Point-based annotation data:
-.-.-

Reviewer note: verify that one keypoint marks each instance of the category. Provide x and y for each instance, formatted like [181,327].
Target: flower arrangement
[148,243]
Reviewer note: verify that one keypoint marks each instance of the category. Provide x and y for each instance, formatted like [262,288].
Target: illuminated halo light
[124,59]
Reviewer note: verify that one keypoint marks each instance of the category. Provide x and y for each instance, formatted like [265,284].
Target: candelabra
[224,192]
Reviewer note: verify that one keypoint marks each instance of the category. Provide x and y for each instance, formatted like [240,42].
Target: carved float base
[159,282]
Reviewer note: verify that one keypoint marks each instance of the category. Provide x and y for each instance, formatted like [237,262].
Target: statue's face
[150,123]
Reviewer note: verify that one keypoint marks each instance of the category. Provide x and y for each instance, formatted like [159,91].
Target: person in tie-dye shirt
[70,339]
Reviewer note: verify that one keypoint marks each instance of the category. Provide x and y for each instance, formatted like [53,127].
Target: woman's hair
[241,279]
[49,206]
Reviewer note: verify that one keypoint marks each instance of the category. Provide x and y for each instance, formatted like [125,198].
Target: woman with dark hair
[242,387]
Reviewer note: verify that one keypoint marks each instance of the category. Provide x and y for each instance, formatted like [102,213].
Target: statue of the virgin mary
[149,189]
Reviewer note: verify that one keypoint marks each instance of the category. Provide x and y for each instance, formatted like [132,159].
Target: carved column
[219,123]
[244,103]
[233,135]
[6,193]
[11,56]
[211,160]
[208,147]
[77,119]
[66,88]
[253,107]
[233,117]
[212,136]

-.-.-

> SHORT TASK
Reproduce all of the rows above word for word, keeping every line in its original order.

> SOLUTION FOR THIS TASK
Reviewer note: verify that one keypoint marks each instance of the category. Provide x and y for each instance, formatted like [181,327].
Target: flower arrangement
[148,243]
Reviewer note: verify that one keypoint marks each instance of the category. Provide x and y for each instance, formatted like [262,288].
Target: illuminated halo light
[124,59]
Reviewer note: verify that one keypoint marks each instance of the category. Provide x and y for each instance, formatted like [265,284].
Target: candelabra
[224,192]
Reviewer note: verify that one keypoint marks each instance of the category. Provide x and y for each instance, formatted like [240,42].
Target: carved float base
[159,282]
Reviewer note: verify that one keypoint marks each instance of the category. Provide x and y for each instance, formatted like [237,262].
Target: statue's face
[150,123]
Reviewer note: verify that one keypoint marks each instance of the category. Provide x and y for each instance, formatted like [159,91].
Target: person in tie-dye shirt
[70,339]
Reviewer note: verify that one keypoint marks each instance of the category. Provide x and y for each instance, formatted like [53,127].
Target: woman's hair
[241,279]
[49,206]
Reviewer note: verify that one keypoint marks each instance of the category. Provide x and y for each instance, formatted like [125,198].
Target: woman with dark hair
[242,387]
Reviewer note: verify that one keypoint marks each instance of the category. Provide x and y for each instance, formatted like [102,213].
Target: statue of the virgin mary
[149,189]
Reviewer note: verify that one keypoint marks each instance of the category. Provide x and y for each instance, formatted like [132,159].
Target: carved column
[219,123]
[244,103]
[233,135]
[6,193]
[11,56]
[211,160]
[208,147]
[77,119]
[66,88]
[253,107]
[233,117]
[212,136]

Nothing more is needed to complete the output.